╔══

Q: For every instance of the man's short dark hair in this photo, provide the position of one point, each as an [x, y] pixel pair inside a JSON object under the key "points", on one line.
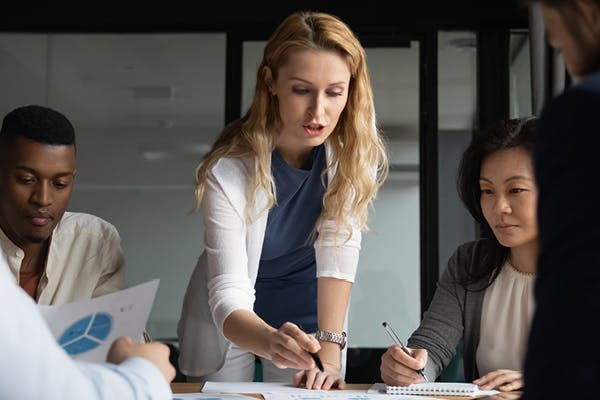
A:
{"points": [[38, 123]]}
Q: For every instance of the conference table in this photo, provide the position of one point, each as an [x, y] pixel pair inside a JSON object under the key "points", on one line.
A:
{"points": [[193, 387]]}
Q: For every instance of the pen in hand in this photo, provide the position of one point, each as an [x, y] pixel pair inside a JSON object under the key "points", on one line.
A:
{"points": [[397, 340], [315, 356]]}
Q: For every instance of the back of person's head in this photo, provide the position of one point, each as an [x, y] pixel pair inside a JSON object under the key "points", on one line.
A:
{"points": [[505, 134], [38, 123]]}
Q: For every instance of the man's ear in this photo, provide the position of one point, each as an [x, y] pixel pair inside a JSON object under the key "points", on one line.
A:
{"points": [[268, 79]]}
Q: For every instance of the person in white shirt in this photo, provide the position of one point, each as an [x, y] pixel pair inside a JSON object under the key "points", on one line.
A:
{"points": [[485, 295], [285, 193], [56, 256], [34, 367]]}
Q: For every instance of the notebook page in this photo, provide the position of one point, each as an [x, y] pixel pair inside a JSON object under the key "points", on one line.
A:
{"points": [[441, 388]]}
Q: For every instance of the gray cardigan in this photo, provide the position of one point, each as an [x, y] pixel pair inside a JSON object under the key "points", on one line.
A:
{"points": [[454, 313]]}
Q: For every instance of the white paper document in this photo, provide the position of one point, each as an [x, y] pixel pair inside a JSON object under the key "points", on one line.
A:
{"points": [[286, 391], [212, 396], [463, 389], [86, 329]]}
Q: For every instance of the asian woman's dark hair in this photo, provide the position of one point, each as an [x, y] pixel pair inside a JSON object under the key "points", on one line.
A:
{"points": [[505, 134]]}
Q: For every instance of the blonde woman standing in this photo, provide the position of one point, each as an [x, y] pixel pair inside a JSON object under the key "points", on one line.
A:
{"points": [[285, 193]]}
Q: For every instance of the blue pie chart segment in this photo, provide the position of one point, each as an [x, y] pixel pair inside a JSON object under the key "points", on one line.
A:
{"points": [[86, 334]]}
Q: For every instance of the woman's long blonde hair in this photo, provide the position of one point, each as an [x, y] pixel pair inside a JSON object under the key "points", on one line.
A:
{"points": [[358, 151]]}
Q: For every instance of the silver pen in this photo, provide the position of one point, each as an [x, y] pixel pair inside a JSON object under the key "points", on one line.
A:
{"points": [[397, 340]]}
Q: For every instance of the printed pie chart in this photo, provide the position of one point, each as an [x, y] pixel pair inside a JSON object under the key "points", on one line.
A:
{"points": [[86, 334]]}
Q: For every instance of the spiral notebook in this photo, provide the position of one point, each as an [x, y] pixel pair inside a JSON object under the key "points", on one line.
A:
{"points": [[441, 388]]}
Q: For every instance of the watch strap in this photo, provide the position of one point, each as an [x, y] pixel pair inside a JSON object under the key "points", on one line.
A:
{"points": [[332, 337]]}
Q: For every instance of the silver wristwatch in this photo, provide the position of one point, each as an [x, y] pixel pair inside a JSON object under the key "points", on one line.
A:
{"points": [[333, 337]]}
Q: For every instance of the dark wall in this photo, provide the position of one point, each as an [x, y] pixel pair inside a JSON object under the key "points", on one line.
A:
{"points": [[178, 15]]}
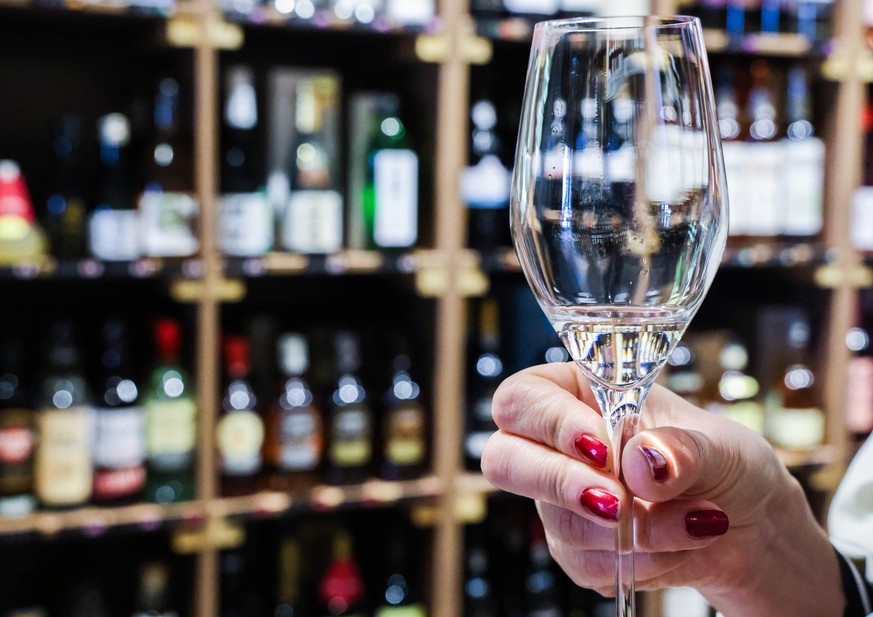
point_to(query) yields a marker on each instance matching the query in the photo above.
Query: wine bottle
(240, 431)
(400, 596)
(341, 590)
(803, 162)
(350, 421)
(118, 452)
(404, 445)
(295, 435)
(245, 221)
(167, 209)
(487, 370)
(485, 184)
(313, 218)
(794, 417)
(735, 395)
(153, 595)
(391, 190)
(65, 206)
(113, 228)
(17, 436)
(64, 473)
(21, 238)
(171, 415)
(763, 162)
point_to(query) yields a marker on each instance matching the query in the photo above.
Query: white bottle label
(119, 437)
(313, 222)
(396, 186)
(167, 224)
(113, 235)
(804, 186)
(245, 224)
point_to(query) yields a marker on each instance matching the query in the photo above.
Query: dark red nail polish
(706, 523)
(600, 503)
(657, 463)
(592, 449)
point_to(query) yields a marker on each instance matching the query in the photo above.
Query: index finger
(549, 405)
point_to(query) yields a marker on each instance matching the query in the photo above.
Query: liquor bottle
(400, 597)
(479, 593)
(63, 473)
(118, 452)
(113, 228)
(289, 601)
(485, 377)
(313, 217)
(404, 445)
(541, 585)
(391, 190)
(763, 165)
(736, 393)
(65, 207)
(294, 443)
(731, 128)
(153, 595)
(240, 431)
(21, 238)
(17, 436)
(341, 590)
(794, 416)
(803, 162)
(170, 411)
(485, 184)
(245, 221)
(167, 209)
(349, 431)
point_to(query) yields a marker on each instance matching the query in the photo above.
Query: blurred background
(258, 290)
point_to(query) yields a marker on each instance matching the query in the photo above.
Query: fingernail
(592, 449)
(706, 523)
(600, 503)
(657, 463)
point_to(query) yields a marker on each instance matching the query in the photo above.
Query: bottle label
(240, 437)
(118, 483)
(16, 443)
(405, 436)
(171, 433)
(113, 235)
(63, 460)
(245, 224)
(395, 176)
(167, 224)
(415, 610)
(119, 437)
(351, 439)
(301, 443)
(313, 222)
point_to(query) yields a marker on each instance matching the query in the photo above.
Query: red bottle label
(16, 444)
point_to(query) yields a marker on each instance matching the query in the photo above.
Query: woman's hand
(715, 508)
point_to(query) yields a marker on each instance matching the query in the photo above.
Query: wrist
(789, 566)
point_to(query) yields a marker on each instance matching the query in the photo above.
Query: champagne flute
(619, 206)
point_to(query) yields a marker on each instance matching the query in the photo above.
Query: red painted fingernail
(600, 503)
(706, 523)
(592, 449)
(657, 463)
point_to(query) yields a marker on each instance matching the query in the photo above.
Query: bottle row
(282, 184)
(103, 435)
(812, 19)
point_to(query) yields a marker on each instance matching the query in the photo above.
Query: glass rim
(613, 23)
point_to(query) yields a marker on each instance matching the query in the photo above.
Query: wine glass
(619, 206)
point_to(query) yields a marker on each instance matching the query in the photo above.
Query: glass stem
(621, 414)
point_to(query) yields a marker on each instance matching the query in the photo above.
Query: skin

╚══

» DO THIS:
Count the lines in the listing above that contain the word "dark". Reply with only the number.

» THE REPLY:
4